> [EXTRACT TO READ]
- Opening Delimiter -

OTTAWA — The Globe and Mail has been named the winner of the 2019 Michener Award, which honours excellence in public-service journalism.
It was nominated for False Promises, an investigation led by reporter Kathy Tomlinson, that delved into the systematic exploitation of temporary workers and foreign students by corrupt immigration consultants and employers.
"This year's winner is an excellent example of all that the Michener Awards stand for, significant commitment and dedication to an in-depth investigation that will have lasting and wide-ranging impacts on our society," said Michener Foundation President Pierre-Paul Noreau in a release Thursday.
"The Globe and Mail's complex and timely investigation spanned the country and resulted in real change, with the federal government introducing new open work visas to allow foreign nationals facing abuse to switch employers, as well as the passing of a new law allowing more stringent regulation of immigration consultants."
The finalists for the award included work by CBC News; the Halifax Examiner; La Presse; The London Free Press and the Institute for Investigative Journalism.

- Closing Delimiter -

Records from a data collection
- Opening Delimiter -

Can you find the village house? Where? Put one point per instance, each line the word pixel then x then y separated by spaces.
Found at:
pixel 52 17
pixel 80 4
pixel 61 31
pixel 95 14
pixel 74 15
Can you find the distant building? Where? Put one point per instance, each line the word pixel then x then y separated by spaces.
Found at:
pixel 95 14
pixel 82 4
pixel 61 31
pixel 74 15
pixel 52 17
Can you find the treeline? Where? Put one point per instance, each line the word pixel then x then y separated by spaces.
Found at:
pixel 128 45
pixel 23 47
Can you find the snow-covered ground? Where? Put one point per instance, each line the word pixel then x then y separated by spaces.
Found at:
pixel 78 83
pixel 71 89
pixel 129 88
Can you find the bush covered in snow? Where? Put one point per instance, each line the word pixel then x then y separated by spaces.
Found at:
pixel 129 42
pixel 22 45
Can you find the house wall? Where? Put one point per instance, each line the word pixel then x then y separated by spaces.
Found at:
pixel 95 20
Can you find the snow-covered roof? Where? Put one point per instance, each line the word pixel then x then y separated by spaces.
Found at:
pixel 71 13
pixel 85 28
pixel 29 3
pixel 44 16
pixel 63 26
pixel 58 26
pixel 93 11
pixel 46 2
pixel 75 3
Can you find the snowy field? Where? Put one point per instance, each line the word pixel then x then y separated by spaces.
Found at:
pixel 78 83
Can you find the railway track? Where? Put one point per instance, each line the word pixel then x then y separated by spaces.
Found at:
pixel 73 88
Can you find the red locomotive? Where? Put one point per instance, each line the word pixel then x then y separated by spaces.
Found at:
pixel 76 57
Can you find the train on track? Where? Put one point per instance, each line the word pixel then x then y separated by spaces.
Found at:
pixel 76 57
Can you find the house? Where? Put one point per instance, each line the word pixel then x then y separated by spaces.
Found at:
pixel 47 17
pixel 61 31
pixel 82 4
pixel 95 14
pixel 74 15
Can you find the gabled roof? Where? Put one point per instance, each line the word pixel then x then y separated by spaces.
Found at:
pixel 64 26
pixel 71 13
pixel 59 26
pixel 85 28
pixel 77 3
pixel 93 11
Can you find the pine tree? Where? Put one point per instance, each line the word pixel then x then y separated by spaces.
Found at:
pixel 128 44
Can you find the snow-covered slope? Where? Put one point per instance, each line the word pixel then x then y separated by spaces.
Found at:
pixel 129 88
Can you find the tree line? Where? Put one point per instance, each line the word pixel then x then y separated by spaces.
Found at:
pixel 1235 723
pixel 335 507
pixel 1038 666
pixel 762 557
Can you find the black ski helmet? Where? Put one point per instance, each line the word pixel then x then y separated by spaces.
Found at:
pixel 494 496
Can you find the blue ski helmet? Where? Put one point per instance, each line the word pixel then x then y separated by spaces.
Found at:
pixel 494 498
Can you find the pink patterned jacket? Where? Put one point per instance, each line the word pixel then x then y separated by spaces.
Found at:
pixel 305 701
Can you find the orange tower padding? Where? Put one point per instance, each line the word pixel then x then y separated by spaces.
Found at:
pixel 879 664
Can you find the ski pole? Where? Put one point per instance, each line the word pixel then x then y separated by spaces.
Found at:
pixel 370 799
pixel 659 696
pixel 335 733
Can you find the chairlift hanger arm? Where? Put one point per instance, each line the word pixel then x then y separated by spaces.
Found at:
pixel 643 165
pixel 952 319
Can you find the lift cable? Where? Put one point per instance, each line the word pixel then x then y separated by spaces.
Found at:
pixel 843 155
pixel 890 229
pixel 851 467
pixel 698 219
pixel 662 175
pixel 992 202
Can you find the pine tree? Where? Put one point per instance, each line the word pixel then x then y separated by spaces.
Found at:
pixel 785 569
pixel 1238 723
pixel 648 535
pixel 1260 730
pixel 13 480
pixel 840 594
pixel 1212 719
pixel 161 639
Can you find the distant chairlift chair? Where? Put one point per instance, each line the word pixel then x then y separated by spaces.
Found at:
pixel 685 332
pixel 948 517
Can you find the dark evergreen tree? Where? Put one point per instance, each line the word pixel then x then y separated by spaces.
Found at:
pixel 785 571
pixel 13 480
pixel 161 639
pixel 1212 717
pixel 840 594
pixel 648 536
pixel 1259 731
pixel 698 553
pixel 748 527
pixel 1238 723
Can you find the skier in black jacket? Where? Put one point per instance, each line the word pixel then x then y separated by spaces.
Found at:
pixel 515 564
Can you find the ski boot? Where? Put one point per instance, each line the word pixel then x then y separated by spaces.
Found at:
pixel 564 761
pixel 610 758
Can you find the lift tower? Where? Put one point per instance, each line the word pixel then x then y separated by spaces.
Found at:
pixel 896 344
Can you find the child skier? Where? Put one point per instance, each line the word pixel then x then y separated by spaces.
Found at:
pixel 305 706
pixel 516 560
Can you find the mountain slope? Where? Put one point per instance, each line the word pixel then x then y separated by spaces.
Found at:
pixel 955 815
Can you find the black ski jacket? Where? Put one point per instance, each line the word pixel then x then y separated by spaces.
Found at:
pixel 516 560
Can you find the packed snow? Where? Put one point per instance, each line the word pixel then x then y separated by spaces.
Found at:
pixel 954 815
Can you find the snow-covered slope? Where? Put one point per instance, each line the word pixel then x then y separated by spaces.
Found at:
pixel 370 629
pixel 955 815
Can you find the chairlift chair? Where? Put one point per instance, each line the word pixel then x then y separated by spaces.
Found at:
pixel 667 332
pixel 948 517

- Closing Delimiter -

> [PROBLEMS AND TASKS]
A: Answer these questions using the article about the 2019 Michener Award:
(i) Which reporter led the investigation?
(ii) Who is the president of the Michener Foundation?
(iii) Which London newspaper was among the finalists?
B: Turn the paragraph of the Michener Award article that begins "The finalists for the award included" into a list.
C: Retype the portion of the Michener Award article starting at "It was nominated" and ending at "consultants and employers.".
This data has no connection to the article about the 2019 Michener Award.

> [RESPONSES TO THE EXERCISE]
A:
(i) Kathy Tomlinson
(ii) Pierre-Paul Noreau
(iii) The London Free Press

B:
Finalists for the award:
- CBC News
- the Halifax Examiner
- La Presse
- The London Free Press
- the Institute for Investigative Journalism

C:
It was nominated for False Promises, an investigation led by reporter Kathy Tomlinson, that delved into the systematic exploitation of temporary workers and foreign students by corrupt immigration consultants and employers.